◆ **VORLIEGENDER TEXT**
====================
Shanghai im Fokus
Chancen und Grenzen der Elektromobilität in Megacities
Mit mehr als 24 Millionen Einwohnern gehört Shanghai zu den bedeutendsten und finanzstärksten Industriestädten Chinas. Neuen Entwicklungen und Trends steht man hier sehr aufgeschlossen gegenüber. Shanghai kann als optimale Mega-City für eMobilität bezeichnet werden.
Während der Automechanika Shanghai im Dezember 2012 führten BEM-Vorstand Christian Heep, Dr. Jan Fritz Rettberg von der TU Dortmund und Andreas Serra, Geschäftsführer der promotor GmbH, intensive und positive Gespräche mit chinesischen Unternehmen, Regierungsvertretern und Universitäten, die sich mit Elektromobilität befassen. Eine der Kernfragen war: Welche Gründe führen dazu, dass Megacities wie Shanghai nicht kurzfristig und erfolgreich Elektroautos in großen Stückzahlen in die Zulassung bringen?
Auf den ersten Blick spricht in einer solchen Stadt, wie in allen Millionenstädten der Welt, sehr viel dafür auf Elektromobilität »umzusteigen«. Im aktuellen Fünfjahresplan der chinesischen Regierung sind klare Vorgaben und Strategien definiert. Unter anderem technologischer Fortschritt, Investitionen in neue Technologien wie eMobilität und Umweltziele. Bei Zweirädern ist China beispielsweise mit über 100 Millionen eingesetzten Elektro-Zweirädern sicher weltweit führend. Schnellbahnverbindungen (Grundtechnologie ICE) werden massiv ausgebaut. In vielen Großstädten, so auch in Shanghai, werden eBusse schon heute eingesetzt.
Mit rund 100.000 Pkw-Zulassungen pro Jahr, alleine in Shanghai, ist der Markt gewaltig. Und dies mit Zulassungsbeschränkungen! 2011 gab es ca. 85 Autos auf 1.000 Einwohner. In Deutschland sind es im Vergleich dazu fast 550 Fahrzeuge. Ein ungeheures Potenzial und damit eine riesige Chance für eMobilität. Leider spielen reine eAutos dabei 2011 mit ca. 0,3 % eine verschwindend geringe Rolle.
Auf einer mehrere Quadratkilometer großen Fläche im Stadtteil Jiading inmitten der sogenannten Autocity von Shanghai ist Chinas zentrales Test- und Entwicklungszentrum für eMobilität entstanden: Die EV-Zone.
Ziel ist es, in Shanghai bis 2015, auf Basis einer sogenannten Roadmap, 20.000 BEV-Zulassungen zu realisieren. Unterstützt wird das Projekt mit Prämien. Die Zulassungsgebühr (aktuelle Kosten ca. 60.000 RNB) wird erlassen. Zusätzlich wurde eine Kaufprämie von ca. 90.000 RNB eingeführt. Umgerechnet insgesamt ca. 19.000 Euro pro Zulassung.
Woran liegt es also, dass so wenige Elektrofahrzeuge zugelassen werden?
====================
◆ **BEREITGESTELLTES MATERIAL**
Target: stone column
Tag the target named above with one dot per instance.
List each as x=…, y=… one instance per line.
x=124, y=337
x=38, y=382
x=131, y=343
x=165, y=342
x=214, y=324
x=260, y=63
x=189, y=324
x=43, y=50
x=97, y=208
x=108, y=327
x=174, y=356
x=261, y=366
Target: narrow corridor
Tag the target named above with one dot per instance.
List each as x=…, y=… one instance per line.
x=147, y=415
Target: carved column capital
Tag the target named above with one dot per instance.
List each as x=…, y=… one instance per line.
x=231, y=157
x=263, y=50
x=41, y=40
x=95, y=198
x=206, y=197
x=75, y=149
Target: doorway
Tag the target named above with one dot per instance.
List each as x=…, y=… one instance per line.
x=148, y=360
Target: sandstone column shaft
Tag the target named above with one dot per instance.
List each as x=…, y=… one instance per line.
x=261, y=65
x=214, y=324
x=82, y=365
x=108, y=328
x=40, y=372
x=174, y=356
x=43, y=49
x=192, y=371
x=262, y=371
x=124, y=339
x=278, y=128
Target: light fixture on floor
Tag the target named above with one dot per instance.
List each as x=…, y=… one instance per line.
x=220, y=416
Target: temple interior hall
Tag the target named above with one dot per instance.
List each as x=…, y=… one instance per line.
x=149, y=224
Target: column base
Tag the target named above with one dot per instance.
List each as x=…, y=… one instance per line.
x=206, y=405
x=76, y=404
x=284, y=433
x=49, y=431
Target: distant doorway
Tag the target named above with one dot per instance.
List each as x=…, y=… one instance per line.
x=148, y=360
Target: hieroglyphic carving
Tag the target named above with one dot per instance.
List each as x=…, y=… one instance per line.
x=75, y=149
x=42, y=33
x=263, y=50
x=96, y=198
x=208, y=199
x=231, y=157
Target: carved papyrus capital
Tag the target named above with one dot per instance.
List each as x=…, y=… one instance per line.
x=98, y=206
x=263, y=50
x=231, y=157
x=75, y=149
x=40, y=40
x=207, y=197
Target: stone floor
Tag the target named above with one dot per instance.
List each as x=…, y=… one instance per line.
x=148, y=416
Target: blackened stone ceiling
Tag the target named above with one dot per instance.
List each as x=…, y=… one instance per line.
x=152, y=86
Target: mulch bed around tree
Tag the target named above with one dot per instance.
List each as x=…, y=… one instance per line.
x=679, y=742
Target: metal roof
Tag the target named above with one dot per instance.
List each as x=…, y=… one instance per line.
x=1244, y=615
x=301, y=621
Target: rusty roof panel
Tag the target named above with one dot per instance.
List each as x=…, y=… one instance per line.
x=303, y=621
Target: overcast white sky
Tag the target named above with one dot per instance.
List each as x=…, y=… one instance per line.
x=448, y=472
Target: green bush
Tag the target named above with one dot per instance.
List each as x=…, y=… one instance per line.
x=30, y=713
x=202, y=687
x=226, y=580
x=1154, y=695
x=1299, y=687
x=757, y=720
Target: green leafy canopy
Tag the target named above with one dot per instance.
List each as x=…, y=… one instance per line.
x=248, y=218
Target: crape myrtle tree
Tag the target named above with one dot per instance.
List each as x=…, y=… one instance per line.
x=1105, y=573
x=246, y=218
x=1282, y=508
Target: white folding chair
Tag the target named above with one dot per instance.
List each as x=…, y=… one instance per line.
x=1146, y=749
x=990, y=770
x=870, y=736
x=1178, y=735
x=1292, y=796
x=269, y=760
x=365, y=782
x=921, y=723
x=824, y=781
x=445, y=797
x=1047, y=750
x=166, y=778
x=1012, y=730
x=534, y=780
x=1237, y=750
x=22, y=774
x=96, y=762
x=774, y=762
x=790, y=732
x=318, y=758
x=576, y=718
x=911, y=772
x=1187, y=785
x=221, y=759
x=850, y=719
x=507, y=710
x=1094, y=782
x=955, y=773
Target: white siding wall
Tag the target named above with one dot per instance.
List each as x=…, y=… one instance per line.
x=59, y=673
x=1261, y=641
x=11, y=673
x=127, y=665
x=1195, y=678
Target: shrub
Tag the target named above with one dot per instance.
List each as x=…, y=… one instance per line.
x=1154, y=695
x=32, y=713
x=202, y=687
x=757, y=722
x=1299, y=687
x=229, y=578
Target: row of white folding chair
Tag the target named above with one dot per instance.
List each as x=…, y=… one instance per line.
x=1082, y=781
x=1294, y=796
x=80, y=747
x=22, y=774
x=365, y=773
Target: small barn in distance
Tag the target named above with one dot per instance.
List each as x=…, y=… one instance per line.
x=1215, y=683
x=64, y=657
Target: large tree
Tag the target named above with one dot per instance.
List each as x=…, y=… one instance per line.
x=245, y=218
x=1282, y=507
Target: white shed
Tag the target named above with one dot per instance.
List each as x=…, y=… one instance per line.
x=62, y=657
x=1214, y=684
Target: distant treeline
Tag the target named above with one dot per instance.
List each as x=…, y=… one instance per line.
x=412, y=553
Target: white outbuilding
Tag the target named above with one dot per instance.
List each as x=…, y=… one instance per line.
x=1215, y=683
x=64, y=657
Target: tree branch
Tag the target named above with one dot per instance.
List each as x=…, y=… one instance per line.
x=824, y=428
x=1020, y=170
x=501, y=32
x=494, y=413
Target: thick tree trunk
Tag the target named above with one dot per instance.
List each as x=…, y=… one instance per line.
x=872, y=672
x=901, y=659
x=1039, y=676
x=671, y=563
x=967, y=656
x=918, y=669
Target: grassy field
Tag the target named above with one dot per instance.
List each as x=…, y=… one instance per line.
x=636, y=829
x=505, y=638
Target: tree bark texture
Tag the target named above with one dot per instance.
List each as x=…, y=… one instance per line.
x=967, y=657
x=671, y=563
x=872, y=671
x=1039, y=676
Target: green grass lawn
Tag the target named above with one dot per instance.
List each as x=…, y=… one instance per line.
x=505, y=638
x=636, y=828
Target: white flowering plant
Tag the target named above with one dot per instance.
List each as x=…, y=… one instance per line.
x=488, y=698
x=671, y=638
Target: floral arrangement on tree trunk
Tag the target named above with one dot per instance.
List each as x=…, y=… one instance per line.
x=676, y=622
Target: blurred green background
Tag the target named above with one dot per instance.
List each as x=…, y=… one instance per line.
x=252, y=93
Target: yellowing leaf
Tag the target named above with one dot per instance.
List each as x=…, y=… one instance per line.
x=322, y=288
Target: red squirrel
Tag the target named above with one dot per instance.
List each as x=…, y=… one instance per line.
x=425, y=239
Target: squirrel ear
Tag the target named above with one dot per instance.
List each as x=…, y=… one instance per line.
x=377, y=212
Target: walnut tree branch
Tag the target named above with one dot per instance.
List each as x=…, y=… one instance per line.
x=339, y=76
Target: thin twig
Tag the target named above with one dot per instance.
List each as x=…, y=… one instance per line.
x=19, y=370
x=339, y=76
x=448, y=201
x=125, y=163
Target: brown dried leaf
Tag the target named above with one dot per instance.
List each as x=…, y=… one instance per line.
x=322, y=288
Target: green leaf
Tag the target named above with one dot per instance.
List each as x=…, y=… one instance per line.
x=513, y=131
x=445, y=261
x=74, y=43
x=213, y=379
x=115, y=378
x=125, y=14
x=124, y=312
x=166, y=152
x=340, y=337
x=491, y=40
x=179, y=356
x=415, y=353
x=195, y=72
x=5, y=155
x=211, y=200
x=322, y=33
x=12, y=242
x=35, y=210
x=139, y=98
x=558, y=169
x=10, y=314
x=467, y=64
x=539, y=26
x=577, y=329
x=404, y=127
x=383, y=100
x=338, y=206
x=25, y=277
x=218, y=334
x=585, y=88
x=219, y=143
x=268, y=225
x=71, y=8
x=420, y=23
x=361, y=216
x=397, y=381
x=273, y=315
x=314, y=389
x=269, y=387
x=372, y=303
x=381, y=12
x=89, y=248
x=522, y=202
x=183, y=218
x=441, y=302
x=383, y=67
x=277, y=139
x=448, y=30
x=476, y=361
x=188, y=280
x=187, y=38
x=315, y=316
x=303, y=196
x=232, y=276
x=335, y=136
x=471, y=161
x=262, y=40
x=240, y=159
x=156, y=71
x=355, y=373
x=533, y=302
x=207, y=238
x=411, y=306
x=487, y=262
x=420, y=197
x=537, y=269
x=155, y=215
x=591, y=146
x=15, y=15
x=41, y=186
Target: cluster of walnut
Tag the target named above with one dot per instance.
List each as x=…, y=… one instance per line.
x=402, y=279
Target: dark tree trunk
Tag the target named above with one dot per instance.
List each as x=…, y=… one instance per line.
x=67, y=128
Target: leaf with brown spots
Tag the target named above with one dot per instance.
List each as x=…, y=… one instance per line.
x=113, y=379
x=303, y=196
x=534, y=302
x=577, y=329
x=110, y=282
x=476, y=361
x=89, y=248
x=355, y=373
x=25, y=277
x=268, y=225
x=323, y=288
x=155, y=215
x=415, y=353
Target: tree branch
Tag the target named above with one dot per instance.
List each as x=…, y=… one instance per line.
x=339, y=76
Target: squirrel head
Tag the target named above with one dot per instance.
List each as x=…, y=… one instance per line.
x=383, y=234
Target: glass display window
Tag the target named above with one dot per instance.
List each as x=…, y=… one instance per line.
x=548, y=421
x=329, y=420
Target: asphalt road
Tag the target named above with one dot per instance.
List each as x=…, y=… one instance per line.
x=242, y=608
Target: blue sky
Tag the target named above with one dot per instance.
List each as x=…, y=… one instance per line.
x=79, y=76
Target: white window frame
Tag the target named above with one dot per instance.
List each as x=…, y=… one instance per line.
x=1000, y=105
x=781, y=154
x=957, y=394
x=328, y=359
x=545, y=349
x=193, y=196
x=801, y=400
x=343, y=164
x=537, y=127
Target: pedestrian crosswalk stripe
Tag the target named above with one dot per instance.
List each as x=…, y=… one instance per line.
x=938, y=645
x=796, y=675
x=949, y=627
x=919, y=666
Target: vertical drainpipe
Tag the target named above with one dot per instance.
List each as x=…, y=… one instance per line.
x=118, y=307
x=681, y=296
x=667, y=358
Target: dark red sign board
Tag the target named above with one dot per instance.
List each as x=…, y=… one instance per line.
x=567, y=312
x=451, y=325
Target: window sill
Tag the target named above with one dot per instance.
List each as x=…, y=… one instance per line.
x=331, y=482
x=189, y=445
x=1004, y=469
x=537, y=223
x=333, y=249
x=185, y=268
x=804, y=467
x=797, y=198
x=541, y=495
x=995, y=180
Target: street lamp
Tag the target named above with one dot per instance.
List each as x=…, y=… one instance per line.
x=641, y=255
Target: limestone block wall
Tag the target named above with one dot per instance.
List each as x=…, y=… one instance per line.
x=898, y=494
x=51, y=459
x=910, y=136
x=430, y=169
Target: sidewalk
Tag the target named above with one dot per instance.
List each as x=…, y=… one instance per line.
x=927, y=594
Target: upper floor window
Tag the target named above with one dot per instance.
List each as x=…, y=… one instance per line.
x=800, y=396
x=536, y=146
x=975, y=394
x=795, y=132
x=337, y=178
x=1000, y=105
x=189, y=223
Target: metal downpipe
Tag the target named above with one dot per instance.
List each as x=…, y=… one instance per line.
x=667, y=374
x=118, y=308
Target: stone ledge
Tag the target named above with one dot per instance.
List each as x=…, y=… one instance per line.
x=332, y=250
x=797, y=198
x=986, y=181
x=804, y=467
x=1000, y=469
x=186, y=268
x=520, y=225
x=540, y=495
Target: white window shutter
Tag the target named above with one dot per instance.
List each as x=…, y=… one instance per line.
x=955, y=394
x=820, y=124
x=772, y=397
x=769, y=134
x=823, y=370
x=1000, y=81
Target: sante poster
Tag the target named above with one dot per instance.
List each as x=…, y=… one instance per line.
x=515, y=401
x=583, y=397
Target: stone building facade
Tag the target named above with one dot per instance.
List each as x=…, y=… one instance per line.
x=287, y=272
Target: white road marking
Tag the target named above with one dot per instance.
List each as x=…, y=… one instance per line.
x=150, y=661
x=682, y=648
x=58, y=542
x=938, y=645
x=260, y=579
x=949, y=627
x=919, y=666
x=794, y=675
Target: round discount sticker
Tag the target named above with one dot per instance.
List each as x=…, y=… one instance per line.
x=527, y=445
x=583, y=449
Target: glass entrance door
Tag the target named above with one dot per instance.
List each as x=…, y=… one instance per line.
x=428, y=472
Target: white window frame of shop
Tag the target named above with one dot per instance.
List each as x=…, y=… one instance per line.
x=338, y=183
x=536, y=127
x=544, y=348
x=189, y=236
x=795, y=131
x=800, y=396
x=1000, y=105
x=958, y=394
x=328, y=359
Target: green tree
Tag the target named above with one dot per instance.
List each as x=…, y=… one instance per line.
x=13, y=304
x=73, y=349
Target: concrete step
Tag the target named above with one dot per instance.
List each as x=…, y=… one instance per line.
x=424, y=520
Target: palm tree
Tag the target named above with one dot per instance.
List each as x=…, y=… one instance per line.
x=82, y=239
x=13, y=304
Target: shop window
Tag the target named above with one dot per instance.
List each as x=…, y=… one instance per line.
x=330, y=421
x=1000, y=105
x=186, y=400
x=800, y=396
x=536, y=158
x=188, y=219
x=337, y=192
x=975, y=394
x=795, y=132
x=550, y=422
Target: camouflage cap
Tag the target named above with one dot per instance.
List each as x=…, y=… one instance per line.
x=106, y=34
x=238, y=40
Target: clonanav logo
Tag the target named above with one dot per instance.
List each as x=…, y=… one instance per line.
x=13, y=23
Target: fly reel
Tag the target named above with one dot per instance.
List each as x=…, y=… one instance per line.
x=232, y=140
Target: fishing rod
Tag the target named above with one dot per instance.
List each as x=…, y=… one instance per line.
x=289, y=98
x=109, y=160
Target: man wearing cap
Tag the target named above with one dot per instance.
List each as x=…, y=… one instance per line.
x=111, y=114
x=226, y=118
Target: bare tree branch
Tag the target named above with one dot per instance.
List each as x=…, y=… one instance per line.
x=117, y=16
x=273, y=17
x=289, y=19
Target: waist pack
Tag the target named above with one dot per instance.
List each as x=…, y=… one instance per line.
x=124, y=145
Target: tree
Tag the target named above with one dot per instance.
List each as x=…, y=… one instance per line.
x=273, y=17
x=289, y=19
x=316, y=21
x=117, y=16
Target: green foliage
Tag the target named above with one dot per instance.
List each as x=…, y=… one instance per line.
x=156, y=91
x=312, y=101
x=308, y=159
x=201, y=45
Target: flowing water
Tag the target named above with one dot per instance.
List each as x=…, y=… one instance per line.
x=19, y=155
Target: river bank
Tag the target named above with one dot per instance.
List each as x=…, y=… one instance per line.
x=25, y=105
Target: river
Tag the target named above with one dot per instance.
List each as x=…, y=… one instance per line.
====================
Geben Sie aus dem Text über Elektromobilität in Shanghai den Abschnitt zwischen „Shanghai im Fokus“ und „die Zulassung bringen?“, beide Stellen eingeschlossen, wortgetreu wieder. Das bereitgestellte Material ist hierfür ohne Belang.

◆ **SCHRIFTLICHE LÖSUNG**
Shanghai im Fokus
Chancen und Grenzen der Elektromobilität in Megacities
Mit mehr als 24 Millionen Einwohnern gehört Shanghai zu den bedeutendsten und finanzstärksten Industriestädten Chinas. Neuen Entwicklungen und Trends steht man hier sehr aufgeschlossen gegenüber. Shanghai kann als optimale Mega-City für eMobilität bezeichnet werden.
Während der Automechanika Shanghai im Dezember 2012 führten BEM-Vorstand Christian Heep, Dr. Jan Fritz Rettberg von der TU Dortmund und Andreas Serra, Geschäftsführer der promotor GmbH, intensive und positive Gespräche mit chinesischen Unternehmen, Regierungsvertretern und Universitäten, die sich mit Elektromobilität befassen. Eine der Kernfragen war: Welche Gründe führen dazu, dass Megacities wie Shanghai nicht kurzfristig und erfolgreich Elektroautos in großen Stückzahlen in die Zulassung bringen?